[Text block]
In 2019, I traveled to Trinidad for Carnival. Yes, the “Mecca of All Carnivals” happens in Trin-Bago! 🇹🇹

Like many visitors, I truly thought I was going to a “Rumb shaking festival” with delicious Caribbean cuisine.
Reflecting some years later, and with a bit of research, what I’ve discovered is something much deeper.
I discovered and experienced what felt like a family reunion of the African diaspora.
So what’s that you asked? The African diaspora refers to people of African ancestry who live outside the African continent (forced or voluntarily), typically those in the Caribbean and Americas, along with the communities, cultures, and histories they have created.
Not a family connected by surnames or DNA tests, but by sustained history, culture, rhythm, resilience, resistance and joy.

People from dozens of African nations and ethnic groups arrived in the Caribbean carrying traditions, rhythms, spiritual practices, stories, and ways of seeing the world.
For one unforgettable week, I immersed myself in one of the most vibrant cultural celebrations in the world. I danced, learned, observed, laughed, worried, stayed awake far too long, and left with a deeper understanding of the Carribean, African heritage, and the mashup that created an enduring power of culture to last for hundreds of years.

Carnival Is Not an Event. It’s an Experience.

[What the task asks]
Answer these questions from the Trinidad Carnival text.
(a) In what year did the trip to Trinidad for Carnival take place?
(b) For how long was the writer immersed in the celebration?
(c) According to the text, whom does the term "African diaspora" refer to?

[Dataset extract]

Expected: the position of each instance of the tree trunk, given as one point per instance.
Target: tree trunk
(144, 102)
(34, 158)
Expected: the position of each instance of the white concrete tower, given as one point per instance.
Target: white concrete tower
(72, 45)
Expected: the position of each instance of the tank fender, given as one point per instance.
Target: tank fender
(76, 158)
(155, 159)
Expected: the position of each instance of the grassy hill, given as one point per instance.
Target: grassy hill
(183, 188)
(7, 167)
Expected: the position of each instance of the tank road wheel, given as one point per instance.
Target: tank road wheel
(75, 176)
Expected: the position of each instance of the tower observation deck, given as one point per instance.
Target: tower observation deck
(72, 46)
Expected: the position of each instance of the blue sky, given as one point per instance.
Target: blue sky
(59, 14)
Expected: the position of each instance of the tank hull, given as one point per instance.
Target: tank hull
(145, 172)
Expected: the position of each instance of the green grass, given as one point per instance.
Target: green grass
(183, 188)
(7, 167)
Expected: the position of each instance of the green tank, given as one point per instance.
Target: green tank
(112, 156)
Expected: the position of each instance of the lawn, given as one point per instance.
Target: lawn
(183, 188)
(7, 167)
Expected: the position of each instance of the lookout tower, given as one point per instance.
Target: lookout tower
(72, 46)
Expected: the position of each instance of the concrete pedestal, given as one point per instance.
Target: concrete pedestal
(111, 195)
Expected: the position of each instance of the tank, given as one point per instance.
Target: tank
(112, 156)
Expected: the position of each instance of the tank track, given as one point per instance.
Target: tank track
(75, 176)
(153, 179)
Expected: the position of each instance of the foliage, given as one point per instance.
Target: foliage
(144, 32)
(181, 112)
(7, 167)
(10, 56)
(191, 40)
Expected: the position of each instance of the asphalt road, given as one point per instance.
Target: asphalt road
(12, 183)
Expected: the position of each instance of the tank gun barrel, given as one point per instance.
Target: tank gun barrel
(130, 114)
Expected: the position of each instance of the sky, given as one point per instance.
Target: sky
---
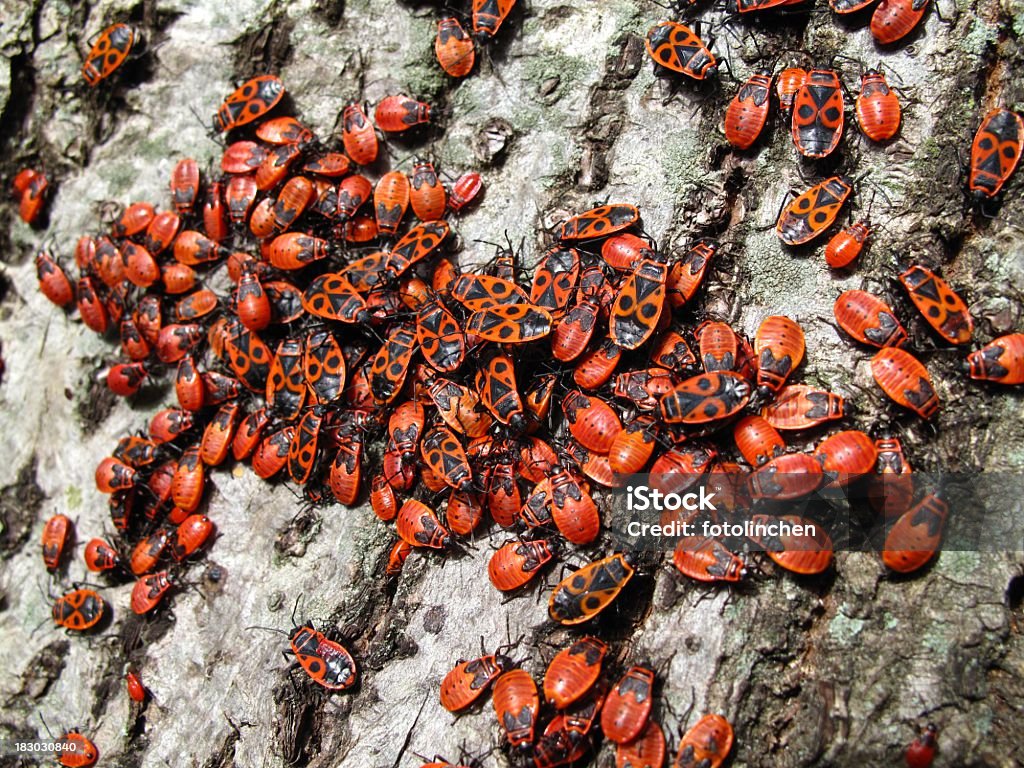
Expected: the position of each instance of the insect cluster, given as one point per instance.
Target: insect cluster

[Written response]
(a) 2019
(b) One week
(c) People of African ancestry who live outside the African continent, whether forced or voluntarily, typically those in the Caribbean and Americas